Text to read:

Click on my name and you can see pics on how gorgeous she is!
I will try and pm you with the breeder's info. She isn't really computer savy, so no website.


----------



## Molly's Mom (Jan 1, 2007)

Welcome Mixxy. I'm the other Buffalonian with a Molly. My Molly will be 2 in November. I got her from a family in North Tonawanda through an ad in the Buffalo News. Once I joined this forum I found out that is not the way to buy a puppy, but everything turned out well for us. Molly is a healthy fabulous dog and I wouldn't trade her for anything. Please pm me once your able to send pm's and I'll send you the contact information if you want it. Good luck with your search.


----------



## katieanddusty (Feb 9, 2006)

Are you anywhere near here? www.adirondac-goldens.com The dogs have all the clearances they should, and the breeder is REALLY nice. I almost got a puppy from her a few years ago and everyone I talked to was really happy with her. It'd definitely be worth the trip even if it's a little far away.


----------



## Michelle4 (Dec 1, 2007)

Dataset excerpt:

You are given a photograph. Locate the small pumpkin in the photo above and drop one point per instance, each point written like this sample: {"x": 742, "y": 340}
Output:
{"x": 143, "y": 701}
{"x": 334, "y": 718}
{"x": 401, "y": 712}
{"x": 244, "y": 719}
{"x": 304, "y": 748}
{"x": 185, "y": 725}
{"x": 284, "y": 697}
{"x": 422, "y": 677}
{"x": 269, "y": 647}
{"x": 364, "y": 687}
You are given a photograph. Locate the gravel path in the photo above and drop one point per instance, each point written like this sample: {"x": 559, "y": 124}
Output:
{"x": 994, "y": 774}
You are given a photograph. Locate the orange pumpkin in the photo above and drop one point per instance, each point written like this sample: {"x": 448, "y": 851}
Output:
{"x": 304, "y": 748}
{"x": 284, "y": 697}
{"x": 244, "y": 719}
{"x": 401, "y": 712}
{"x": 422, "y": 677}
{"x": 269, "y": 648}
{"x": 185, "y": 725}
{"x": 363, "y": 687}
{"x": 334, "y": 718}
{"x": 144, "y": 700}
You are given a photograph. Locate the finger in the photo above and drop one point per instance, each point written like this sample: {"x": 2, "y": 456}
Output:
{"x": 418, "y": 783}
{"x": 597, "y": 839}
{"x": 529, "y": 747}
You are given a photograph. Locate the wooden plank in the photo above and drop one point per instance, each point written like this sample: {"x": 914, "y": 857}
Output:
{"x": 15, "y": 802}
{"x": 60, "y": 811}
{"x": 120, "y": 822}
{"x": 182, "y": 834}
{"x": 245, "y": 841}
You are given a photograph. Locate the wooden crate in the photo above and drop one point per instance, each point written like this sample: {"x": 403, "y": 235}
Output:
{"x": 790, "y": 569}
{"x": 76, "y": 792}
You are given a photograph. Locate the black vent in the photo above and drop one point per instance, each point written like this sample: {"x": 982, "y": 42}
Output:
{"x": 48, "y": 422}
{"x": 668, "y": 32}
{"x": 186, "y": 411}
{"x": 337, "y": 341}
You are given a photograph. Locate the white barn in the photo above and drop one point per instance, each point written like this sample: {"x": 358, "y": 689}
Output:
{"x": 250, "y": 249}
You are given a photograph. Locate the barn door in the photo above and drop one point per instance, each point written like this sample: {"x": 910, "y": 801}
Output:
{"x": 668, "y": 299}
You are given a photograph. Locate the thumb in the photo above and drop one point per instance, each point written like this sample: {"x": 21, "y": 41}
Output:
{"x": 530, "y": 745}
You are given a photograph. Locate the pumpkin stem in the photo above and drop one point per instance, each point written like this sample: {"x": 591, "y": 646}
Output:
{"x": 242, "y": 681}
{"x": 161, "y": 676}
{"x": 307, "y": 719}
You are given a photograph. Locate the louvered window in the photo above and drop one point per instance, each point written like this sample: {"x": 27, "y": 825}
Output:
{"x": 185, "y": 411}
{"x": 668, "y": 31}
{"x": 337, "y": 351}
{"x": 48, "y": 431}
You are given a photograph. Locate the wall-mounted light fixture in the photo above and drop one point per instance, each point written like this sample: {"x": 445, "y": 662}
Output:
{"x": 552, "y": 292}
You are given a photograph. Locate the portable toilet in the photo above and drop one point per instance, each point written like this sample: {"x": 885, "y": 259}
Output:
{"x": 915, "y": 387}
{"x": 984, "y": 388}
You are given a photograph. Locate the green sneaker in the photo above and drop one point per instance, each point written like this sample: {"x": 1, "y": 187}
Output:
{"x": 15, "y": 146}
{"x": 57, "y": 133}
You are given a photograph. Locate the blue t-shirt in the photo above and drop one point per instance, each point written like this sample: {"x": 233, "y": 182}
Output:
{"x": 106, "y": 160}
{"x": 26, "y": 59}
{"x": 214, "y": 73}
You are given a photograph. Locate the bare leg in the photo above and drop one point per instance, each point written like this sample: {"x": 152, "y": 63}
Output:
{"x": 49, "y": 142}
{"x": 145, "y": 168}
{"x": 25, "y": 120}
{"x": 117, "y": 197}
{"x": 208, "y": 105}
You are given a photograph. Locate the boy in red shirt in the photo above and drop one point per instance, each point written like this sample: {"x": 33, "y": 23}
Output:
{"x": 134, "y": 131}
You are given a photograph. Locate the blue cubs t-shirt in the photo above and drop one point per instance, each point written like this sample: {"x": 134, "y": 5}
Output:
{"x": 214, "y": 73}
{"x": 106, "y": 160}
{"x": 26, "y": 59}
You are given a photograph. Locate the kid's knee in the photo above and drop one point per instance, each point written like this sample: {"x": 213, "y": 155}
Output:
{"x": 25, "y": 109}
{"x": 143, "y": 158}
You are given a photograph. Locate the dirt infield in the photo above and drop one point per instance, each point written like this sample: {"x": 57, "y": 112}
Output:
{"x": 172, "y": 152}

Job 1: Quote the forum thread above word for word, starting at "Click on my" and ending at "so no website.".
Job 2: According to the forum thread, how did the poster Molly's Mom find her dog Molly?
Job 3:
Using the forum thread, decide whether each statement agrees with it. Answer yes or no and quote the words that decide it.
(a) The dog belonging to Molly's Mom will be 2 in November.
(b) The breeder mentioned in the first post has a website.
(c) The poster katieanddusty got a puppy from the breeder at adirondac-goldens.com.

Finished answer 1:
Click on my name and you can see pics on how gorgeous she is!
I will try and pm you with the breeder's info. She isn't really computer savy, so no website.

Finished answer 2: She got Molly from a family in North Tonawanda through an ad in the Buffalo News.

Finished answer 3:
(a) Yes: "My Molly will be 2 in November."
(b) No: "She isn't really computer savy, so no website."
(c) No: "I almost got a puppy from her a few years ago"